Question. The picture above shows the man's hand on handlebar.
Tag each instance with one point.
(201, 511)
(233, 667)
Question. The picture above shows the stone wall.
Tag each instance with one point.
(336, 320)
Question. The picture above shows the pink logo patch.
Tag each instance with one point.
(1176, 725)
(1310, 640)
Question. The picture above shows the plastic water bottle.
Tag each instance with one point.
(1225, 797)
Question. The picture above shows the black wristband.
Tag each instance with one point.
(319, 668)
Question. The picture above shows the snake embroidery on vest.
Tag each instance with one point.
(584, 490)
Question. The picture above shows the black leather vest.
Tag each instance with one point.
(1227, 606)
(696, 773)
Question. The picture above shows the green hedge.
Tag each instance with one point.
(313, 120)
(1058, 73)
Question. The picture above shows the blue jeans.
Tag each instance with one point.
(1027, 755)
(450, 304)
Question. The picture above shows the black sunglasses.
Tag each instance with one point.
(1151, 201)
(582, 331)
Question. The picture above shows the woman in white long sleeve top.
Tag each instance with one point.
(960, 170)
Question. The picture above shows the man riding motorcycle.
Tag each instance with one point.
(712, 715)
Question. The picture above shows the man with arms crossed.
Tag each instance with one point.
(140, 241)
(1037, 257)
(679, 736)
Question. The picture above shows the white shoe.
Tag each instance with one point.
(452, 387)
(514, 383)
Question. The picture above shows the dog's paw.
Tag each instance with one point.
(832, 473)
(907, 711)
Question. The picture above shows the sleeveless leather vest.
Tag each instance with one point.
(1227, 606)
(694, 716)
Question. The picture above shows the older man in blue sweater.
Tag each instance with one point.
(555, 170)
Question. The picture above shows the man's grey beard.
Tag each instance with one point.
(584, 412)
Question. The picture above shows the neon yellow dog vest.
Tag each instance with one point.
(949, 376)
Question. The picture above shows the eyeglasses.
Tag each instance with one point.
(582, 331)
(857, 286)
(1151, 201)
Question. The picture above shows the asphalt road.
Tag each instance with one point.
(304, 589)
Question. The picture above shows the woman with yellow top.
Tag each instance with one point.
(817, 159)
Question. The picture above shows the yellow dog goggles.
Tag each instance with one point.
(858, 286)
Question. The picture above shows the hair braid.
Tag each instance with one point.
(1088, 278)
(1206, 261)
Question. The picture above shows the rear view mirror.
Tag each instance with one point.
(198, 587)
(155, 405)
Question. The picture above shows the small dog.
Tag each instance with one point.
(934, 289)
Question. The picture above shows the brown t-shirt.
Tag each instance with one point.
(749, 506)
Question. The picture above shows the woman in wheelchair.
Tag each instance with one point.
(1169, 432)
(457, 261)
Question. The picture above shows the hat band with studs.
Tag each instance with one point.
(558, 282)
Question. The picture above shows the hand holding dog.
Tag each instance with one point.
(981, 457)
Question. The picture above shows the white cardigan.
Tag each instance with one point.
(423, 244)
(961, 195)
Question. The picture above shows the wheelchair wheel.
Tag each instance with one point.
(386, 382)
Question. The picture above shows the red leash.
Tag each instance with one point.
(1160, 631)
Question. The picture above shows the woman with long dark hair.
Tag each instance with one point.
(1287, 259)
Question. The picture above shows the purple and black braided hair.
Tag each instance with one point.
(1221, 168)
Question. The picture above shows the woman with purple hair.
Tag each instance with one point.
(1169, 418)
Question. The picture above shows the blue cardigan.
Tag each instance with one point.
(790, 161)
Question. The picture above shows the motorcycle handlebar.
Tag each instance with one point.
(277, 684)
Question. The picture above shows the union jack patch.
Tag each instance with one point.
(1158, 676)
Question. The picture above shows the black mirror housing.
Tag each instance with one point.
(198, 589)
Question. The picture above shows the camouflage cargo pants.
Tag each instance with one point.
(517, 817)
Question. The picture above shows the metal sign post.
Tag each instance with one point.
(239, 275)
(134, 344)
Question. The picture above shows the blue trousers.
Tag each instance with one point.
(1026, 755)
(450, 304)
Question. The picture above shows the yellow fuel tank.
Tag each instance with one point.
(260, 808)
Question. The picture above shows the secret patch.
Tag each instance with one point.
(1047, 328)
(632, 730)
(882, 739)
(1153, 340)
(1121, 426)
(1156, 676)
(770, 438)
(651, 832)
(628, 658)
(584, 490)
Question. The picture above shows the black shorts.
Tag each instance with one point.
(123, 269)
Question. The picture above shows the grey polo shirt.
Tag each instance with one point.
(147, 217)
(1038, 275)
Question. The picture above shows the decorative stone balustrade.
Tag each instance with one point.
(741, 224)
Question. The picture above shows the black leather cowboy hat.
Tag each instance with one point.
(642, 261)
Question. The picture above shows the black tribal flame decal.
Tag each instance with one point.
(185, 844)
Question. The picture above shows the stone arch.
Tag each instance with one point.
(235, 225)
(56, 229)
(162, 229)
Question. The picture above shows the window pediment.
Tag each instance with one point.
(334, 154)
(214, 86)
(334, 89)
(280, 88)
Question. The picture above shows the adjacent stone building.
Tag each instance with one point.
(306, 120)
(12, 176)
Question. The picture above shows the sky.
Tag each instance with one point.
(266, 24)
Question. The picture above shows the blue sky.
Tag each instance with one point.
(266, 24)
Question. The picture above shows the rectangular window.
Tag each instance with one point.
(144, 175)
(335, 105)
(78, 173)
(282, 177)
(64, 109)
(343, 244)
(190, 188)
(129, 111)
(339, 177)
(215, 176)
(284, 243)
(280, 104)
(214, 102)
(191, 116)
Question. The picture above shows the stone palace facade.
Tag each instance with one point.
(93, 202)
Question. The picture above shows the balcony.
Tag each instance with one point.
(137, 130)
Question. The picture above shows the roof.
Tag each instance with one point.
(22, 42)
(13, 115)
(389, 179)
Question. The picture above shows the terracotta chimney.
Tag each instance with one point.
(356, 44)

◆ ◆ ◆ ◆ ◆ ◆ ◆

◆ **The request**
Output the data above exactly, please, line for line.

◆ **Result of the exercise**
Question. The picture above shows the man's hand on handlebar.
Tag each instance with one point.
(201, 511)
(233, 667)
Question. The picture above shows the stone wall.
Tag each instance with one point.
(336, 320)
Question. The picture above shows the pink logo patch.
Tag each instance with one point.
(1176, 725)
(1310, 640)
Question. The picture above shows the plastic water bottle.
Tag each instance with one point.
(1225, 797)
Question. The picture above shows the black wristband.
Tag each instance with one point.
(319, 668)
Question. The picture above shows the snake embroidery on vest.
Tag each instance with one point.
(584, 490)
Question. The picture above shows the black leather vest.
Tag each instance with one point.
(1227, 606)
(696, 773)
Question. The picture above shows the green hedge.
Tag each instance with one point.
(313, 120)
(1058, 73)
Question. The picture above shows the blue jeans.
Tag each instance with one point.
(1027, 755)
(450, 304)
Question. The picture above shows the black sunglasses.
Tag each instance with one point.
(1151, 201)
(582, 331)
Question. The picture above shows the woman in white long sleeve top.
Tag each instance with one point.
(960, 170)
Question. The picture above shows the man riding motorcycle.
Tag each instance with one point.
(712, 715)
Question. The picture above shows the man with arms crossed.
Tag each instance with one point.
(140, 241)
(1037, 257)
(679, 736)
Question. The picture above shows the white shoe.
Tag each instance with one point.
(452, 387)
(514, 383)
Question. The picture above shows the dog's paw.
Tag each instance with one point.
(832, 473)
(907, 711)
Question. The picture above shows the sleeveless leather vest.
Tag each instance with one point.
(1227, 606)
(694, 716)
Question. The picture above shows the older man in blue sweater.
Tag each instance with one point.
(555, 170)
Question. The picture above shows the man's grey beard.
Tag each instance with one point.
(584, 412)
Question. The picture above shows the neon yellow dog vest.
Tag each instance with one point.
(949, 376)
Question. The picture above shows the eyeglasses.
Tag each instance with one point.
(582, 331)
(857, 286)
(1151, 201)
Question. The picture above shows the asphalt road.
Tag each instance with one point.
(304, 589)
Question. The picture above shows the woman with yellow top.
Tag each instance with one point.
(817, 159)
Question. The picture above shows the yellow dog goggles.
Tag each instance with one point.
(858, 286)
Question. The picture above shows the hair braid.
Tag each instance with one point.
(1088, 278)
(1206, 261)
Question. The picture above shows the rear view mirror.
Tag each instance with one point.
(198, 587)
(155, 405)
Question. The picture above shows the small dog.
Tag each instance with one point.
(934, 289)
Question. The picture above shows the brown t-shirt.
Tag each instance with one point.
(749, 506)
Question. The picture above shows the woman in wheelchair.
Tag each instance with one point.
(1169, 432)
(457, 261)
Question. The picture above shows the hat band with studs.
Tag each instance with one point.
(558, 282)
Question. The picture above shows the hand holding dog.
Tag each instance with one point.
(981, 457)
Question. The picture above shows the white cardigan.
Tag each instance with one point.
(423, 244)
(961, 195)
Question. The picture above shows the wheelchair wheel.
Tag each instance with one point.
(386, 382)
Question. The picture above shows the red leash.
Tag each instance with one point.
(1160, 631)
Question. The picture above shows the woman with long dark hair.
Tag each instance with one point.
(1287, 259)
Question. The picture above shows the purple and black braided hair.
Tag each instance with one point.
(1221, 168)
Question. The picture above shows the woman with purple hair.
Tag each instance with one point.
(1169, 418)
Question. The picture above shows the blue cardigan.
Tag each instance with one point.
(790, 161)
Question. The picture above shows the motorcycle handlebar.
Tag each instance with one point.
(277, 684)
Question. The picture above shows the union jack patch.
Tag each instance with one point.
(1158, 676)
Question. The picture above shows the black mirror housing.
Tag each instance with one point.
(198, 589)
Question. The picture above shows the camouflage cargo pants.
Tag each instance with one point.
(517, 817)
Question. The picture above shows the metal sign post.
Tag each instance with one point.
(239, 275)
(134, 344)
Question. The picture above shows the blue trousers.
Tag each instance with one point.
(1026, 755)
(450, 304)
Question. The picture above shows the yellow fuel tank.
Tag each instance with one point.
(260, 808)
Question. The picture above shows the secret patch.
Tag each instance with one point.
(1047, 328)
(632, 730)
(882, 739)
(1153, 340)
(1121, 426)
(1156, 676)
(770, 438)
(651, 832)
(628, 658)
(584, 490)
Question. The picture above shows the black shorts.
Tag each instance with one point.
(123, 269)
Question. The picture above shows the grey polo shirt.
Tag each instance with one point.
(147, 217)
(1038, 275)
Question. The picture above shows the decorative stone balustrade.
Tag each instance with one point.
(741, 224)
Question. The picture above shows the black leather cowboy hat.
Tag each instance with one point.
(642, 261)
Question. The picture above shows the black tribal flame decal.
Tag each instance with one point.
(185, 844)
Question. The picture above shows the stone arch.
Tag each instance with one point.
(235, 225)
(56, 229)
(162, 229)
Question. The picture above shows the window pediment.
Tag each instance with one point.
(334, 154)
(214, 86)
(334, 89)
(280, 88)
Question. The picture above shows the adjacent stone building.
Tag each instance with one point.
(306, 120)
(12, 176)
Question. The picture above shows the sky.
Tag each instance with one point.
(266, 24)
Question. The picture above shows the blue sky.
Tag each instance with one point.
(266, 24)
Question. The picture above shows the rectangular window.
Tag each instance with one point.
(144, 175)
(335, 105)
(78, 173)
(282, 177)
(64, 109)
(343, 244)
(190, 188)
(129, 111)
(339, 177)
(215, 176)
(284, 243)
(280, 104)
(214, 102)
(191, 116)
Question. The picture above shows the stone palace facade.
Tag each instance with one point.
(93, 202)
Question. The picture above shows the balcony.
Tag each instance with one point.
(137, 130)
Question. The picture above shows the roof.
Tag each instance with one point.
(22, 42)
(13, 115)
(389, 179)
Question. The picture above shows the terracotta chimney.
Tag each instance with one point.
(356, 44)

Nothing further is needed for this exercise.